▸ Data for this task:
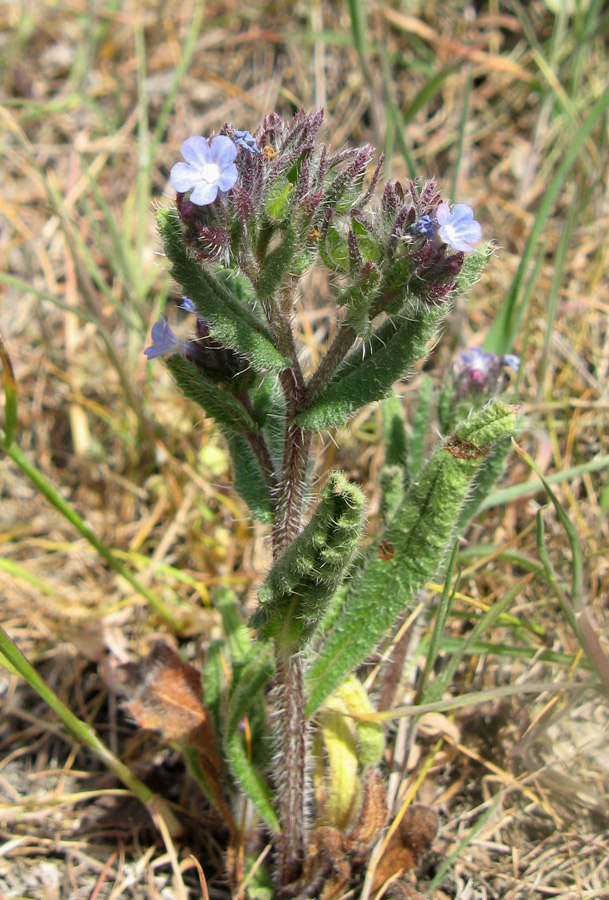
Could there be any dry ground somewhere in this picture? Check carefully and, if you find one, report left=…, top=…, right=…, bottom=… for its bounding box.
left=0, top=0, right=609, bottom=900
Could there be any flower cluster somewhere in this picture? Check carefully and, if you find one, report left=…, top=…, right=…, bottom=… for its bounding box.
left=453, top=347, right=520, bottom=400
left=146, top=111, right=489, bottom=394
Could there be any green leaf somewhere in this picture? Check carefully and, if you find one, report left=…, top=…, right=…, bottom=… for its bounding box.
left=264, top=178, right=294, bottom=225
left=201, top=640, right=226, bottom=734
left=307, top=402, right=516, bottom=715
left=225, top=431, right=273, bottom=523
left=166, top=354, right=258, bottom=434
left=214, top=588, right=252, bottom=668
left=251, top=472, right=365, bottom=646
left=0, top=335, right=17, bottom=447
left=457, top=241, right=495, bottom=294
left=381, top=394, right=407, bottom=466
left=224, top=648, right=279, bottom=831
left=408, top=375, right=433, bottom=481
left=156, top=209, right=290, bottom=372
left=296, top=305, right=445, bottom=431
left=256, top=228, right=295, bottom=300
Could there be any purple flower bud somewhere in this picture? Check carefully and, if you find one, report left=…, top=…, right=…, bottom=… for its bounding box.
left=144, top=316, right=186, bottom=359
left=453, top=347, right=520, bottom=400
left=408, top=216, right=436, bottom=237
left=235, top=131, right=262, bottom=153
left=169, top=134, right=239, bottom=206
left=436, top=203, right=482, bottom=253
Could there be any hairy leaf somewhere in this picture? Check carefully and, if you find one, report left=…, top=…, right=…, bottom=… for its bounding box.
left=167, top=354, right=258, bottom=434
left=296, top=305, right=444, bottom=431
left=307, top=401, right=516, bottom=714
left=156, top=209, right=289, bottom=372
left=251, top=473, right=365, bottom=645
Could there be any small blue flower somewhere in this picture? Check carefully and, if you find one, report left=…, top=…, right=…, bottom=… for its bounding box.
left=436, top=203, right=482, bottom=253
left=235, top=131, right=262, bottom=153
left=457, top=347, right=498, bottom=387
left=144, top=316, right=186, bottom=359
left=502, top=353, right=520, bottom=372
left=408, top=216, right=436, bottom=237
left=169, top=134, right=239, bottom=206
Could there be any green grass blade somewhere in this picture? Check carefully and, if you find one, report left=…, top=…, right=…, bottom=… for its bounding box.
left=0, top=334, right=17, bottom=448
left=484, top=81, right=609, bottom=353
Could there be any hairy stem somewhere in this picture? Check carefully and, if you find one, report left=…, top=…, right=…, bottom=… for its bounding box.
left=275, top=642, right=308, bottom=887
left=273, top=328, right=311, bottom=887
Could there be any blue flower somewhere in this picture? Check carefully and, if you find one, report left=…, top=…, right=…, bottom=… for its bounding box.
left=502, top=353, right=520, bottom=372
left=408, top=216, right=436, bottom=237
left=144, top=316, right=186, bottom=359
left=436, top=203, right=482, bottom=253
left=457, top=347, right=499, bottom=387
left=169, top=134, right=239, bottom=206
left=235, top=131, right=262, bottom=153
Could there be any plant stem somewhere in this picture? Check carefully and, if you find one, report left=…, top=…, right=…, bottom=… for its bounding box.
left=273, top=334, right=311, bottom=887
left=275, top=643, right=308, bottom=887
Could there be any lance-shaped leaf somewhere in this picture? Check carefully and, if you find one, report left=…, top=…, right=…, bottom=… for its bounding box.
left=156, top=209, right=290, bottom=372
left=167, top=354, right=258, bottom=434
left=251, top=472, right=365, bottom=646
left=296, top=304, right=445, bottom=431
left=256, top=228, right=295, bottom=298
left=457, top=438, right=512, bottom=534
left=224, top=645, right=279, bottom=831
left=307, top=401, right=516, bottom=714
left=342, top=262, right=380, bottom=338
left=226, top=432, right=273, bottom=522
left=457, top=241, right=495, bottom=294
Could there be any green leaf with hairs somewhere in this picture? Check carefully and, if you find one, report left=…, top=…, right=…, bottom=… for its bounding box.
left=156, top=209, right=290, bottom=372
left=256, top=228, right=296, bottom=300
left=166, top=354, right=258, bottom=434
left=307, top=401, right=516, bottom=715
left=296, top=304, right=445, bottom=431
left=251, top=472, right=365, bottom=646
left=225, top=431, right=273, bottom=523
left=224, top=645, right=279, bottom=831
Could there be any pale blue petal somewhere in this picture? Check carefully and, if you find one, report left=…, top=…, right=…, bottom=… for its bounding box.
left=189, top=181, right=218, bottom=206
left=182, top=135, right=211, bottom=168
left=216, top=163, right=239, bottom=191
left=169, top=163, right=197, bottom=194
left=210, top=134, right=237, bottom=169
left=452, top=203, right=474, bottom=228
left=436, top=203, right=450, bottom=227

▸ What is needed: Render all of the data above as a JSON list of strings, one string per line, with blank lines and the picture omitted.

▸ Task solution:
[
  "Could there be any dry ground somewhere in this picture? Check carefully and, if you find one, report left=…, top=…, right=…, bottom=… for its bounding box.",
  "left=0, top=0, right=609, bottom=900",
  "Could there be any flower cluster somewhere in this picture? Check carefully and, if you find one, report left=…, top=…, right=…, bottom=… for its bounding box.",
  "left=453, top=347, right=520, bottom=400",
  "left=146, top=111, right=489, bottom=394",
  "Could there be any green leaf somewhere in this picture? Check carefully and, if you find one, report left=…, top=…, right=…, bottom=… for its bounding box.",
  "left=264, top=178, right=294, bottom=225",
  "left=201, top=640, right=226, bottom=734",
  "left=307, top=402, right=516, bottom=715",
  "left=225, top=431, right=273, bottom=523",
  "left=166, top=354, right=258, bottom=434",
  "left=214, top=588, right=252, bottom=668",
  "left=251, top=472, right=365, bottom=646",
  "left=0, top=335, right=17, bottom=447",
  "left=457, top=241, right=495, bottom=294",
  "left=381, top=394, right=407, bottom=466",
  "left=224, top=648, right=279, bottom=831",
  "left=408, top=375, right=433, bottom=481",
  "left=156, top=209, right=290, bottom=372",
  "left=296, top=305, right=445, bottom=431",
  "left=256, top=228, right=295, bottom=300",
  "Could there be any purple flower bud somewhere in this picture? Check carefully and, if you find one, report left=…, top=…, right=…, bottom=… for its bounding box.",
  "left=144, top=316, right=186, bottom=359",
  "left=453, top=347, right=520, bottom=400",
  "left=408, top=216, right=436, bottom=237",
  "left=235, top=131, right=262, bottom=153",
  "left=169, top=134, right=239, bottom=206",
  "left=436, top=203, right=482, bottom=253",
  "Could there be any hairy leaf somewhere in this picture? Check carefully and, if you find one, report left=…, top=…, right=…, bottom=… for its bounding box.",
  "left=167, top=354, right=258, bottom=434",
  "left=296, top=305, right=444, bottom=431",
  "left=307, top=401, right=516, bottom=714",
  "left=156, top=209, right=289, bottom=372",
  "left=251, top=473, right=365, bottom=645",
  "Could there be any small blue flower somewhere in this picture? Check carefully and, if you find one, report left=…, top=…, right=…, bottom=… for its bounding box.",
  "left=436, top=203, right=482, bottom=253",
  "left=235, top=131, right=262, bottom=153",
  "left=457, top=347, right=498, bottom=387",
  "left=144, top=316, right=186, bottom=359",
  "left=502, top=353, right=520, bottom=372",
  "left=408, top=216, right=436, bottom=237",
  "left=169, top=134, right=239, bottom=206",
  "Could there be any green grass blade somewhere in this picture? Check carefully and, if you find one, report left=…, top=…, right=…, bottom=… for its bounding box.",
  "left=0, top=334, right=17, bottom=448",
  "left=484, top=81, right=609, bottom=353",
  "Could there be any hairy stem somewhere in this picture? Check carefully and, if you find one, report left=…, top=…, right=…, bottom=… for its bounding box.",
  "left=275, top=642, right=308, bottom=887",
  "left=273, top=328, right=311, bottom=887",
  "Could there be any blue flower somewhere in this picture? Check carefully and, if you find one, report left=…, top=…, right=…, bottom=… for its bounding box.",
  "left=502, top=353, right=520, bottom=372",
  "left=408, top=216, right=436, bottom=237",
  "left=144, top=316, right=186, bottom=359",
  "left=436, top=203, right=482, bottom=253",
  "left=457, top=347, right=499, bottom=387",
  "left=169, top=134, right=239, bottom=206",
  "left=235, top=131, right=262, bottom=153",
  "Could there be any plant stem somewhere in this picture? Check carefully and, if you find one, report left=…, top=…, right=…, bottom=… for its bounding box.",
  "left=273, top=334, right=311, bottom=887",
  "left=275, top=643, right=308, bottom=887",
  "Could there be any lance-shaped leaf somewhere in this picture? Check carefully and, if you find one, report left=…, top=…, right=…, bottom=… for its bounding box.",
  "left=156, top=209, right=290, bottom=372",
  "left=167, top=354, right=258, bottom=434",
  "left=251, top=472, right=365, bottom=646",
  "left=296, top=304, right=445, bottom=431",
  "left=256, top=228, right=295, bottom=298",
  "left=457, top=438, right=512, bottom=534",
  "left=224, top=645, right=279, bottom=831",
  "left=307, top=401, right=516, bottom=714",
  "left=342, top=262, right=380, bottom=338",
  "left=226, top=432, right=273, bottom=522",
  "left=457, top=241, right=495, bottom=294",
  "Could there be any green leaf with hairs somewhere in this picture? Check carefully and, if you find one, report left=…, top=…, right=…, bottom=… for its bounding box.",
  "left=156, top=209, right=290, bottom=372",
  "left=256, top=228, right=296, bottom=300",
  "left=166, top=354, right=258, bottom=434",
  "left=307, top=401, right=516, bottom=715",
  "left=296, top=304, right=445, bottom=431",
  "left=251, top=472, right=365, bottom=646",
  "left=225, top=431, right=273, bottom=523",
  "left=224, top=645, right=279, bottom=831",
  "Could there be any pale blue petal somewhere in this picture? Check carefully and, if you find one, report left=…, top=…, right=…, bottom=… for its bounding box.",
  "left=189, top=181, right=218, bottom=206",
  "left=182, top=135, right=211, bottom=168",
  "left=216, top=163, right=239, bottom=191",
  "left=169, top=163, right=197, bottom=194",
  "left=210, top=134, right=237, bottom=169",
  "left=452, top=203, right=474, bottom=228",
  "left=436, top=203, right=450, bottom=227"
]